Texto proporcionado:
★ ★ ★ ★ ★
De cómo nos vemos cuando nos vamos y también cuando volvemos. Los que se quedaron dicen que somos los mismos pero no, estamos cambiados... Y ellos también. Reflexiones de una chica que volvió a su terruño pero que, sin embargo, sigue en tránsito perpetuo. En este espacio todo vale, menos quedarse quieto…

domingo, 27 de junio de 2010

El día que mataron a Messi

¿Era una locura pensar en eso?
Imaginarse una y otra vez la situación. Dormido y despierto.
Él lo había dicho en un arranque de rapidez verbal, expeditivo como era, de puro humor negro, nomás. Aunque muchos mexicanos se horrorizaron con la declaración, a la mayoría de los argentinos les pareció divertido. Pero… ¿Y si fuera verdad?
-¿Qué hay que hacer para frenar a Messi?- Le había preguntado el periodista argentino.
-Hay que pegarle un tiro- Respondió él, sin dudarlo un instante.

La noticia tardó segundos en hacerse mundial.
-Justo vos, que sos hombre de Dios, decís que hay que pegarle un tiro a Messi -Le había dicho el periodista.
★ ★ ★ ★ ★
Datos proporcionados:
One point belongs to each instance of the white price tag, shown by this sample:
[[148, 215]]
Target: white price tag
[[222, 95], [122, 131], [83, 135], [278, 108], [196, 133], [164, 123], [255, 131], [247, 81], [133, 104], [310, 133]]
★ ★ ★ ★ ★
Objetivo de la tarea: Devuelve sin cambios el fragmento del texto sobre Messi que va desde "-¿Qué hay que" hasta "dicho el periodista.".

Solución del ejercicio:
-¿Qué hay que hacer para frenar a Messi?- Le había preguntado el periodista argentino.
-Hay que pegarle un tiro- Respondió él, sin dudarlo un instante.

La noticia tardó segundos en hacerse mundial.
-Justo vos, que sos hombre de Dios, decís que hay que pegarle un tiro a Messi -Le había dicho el periodista.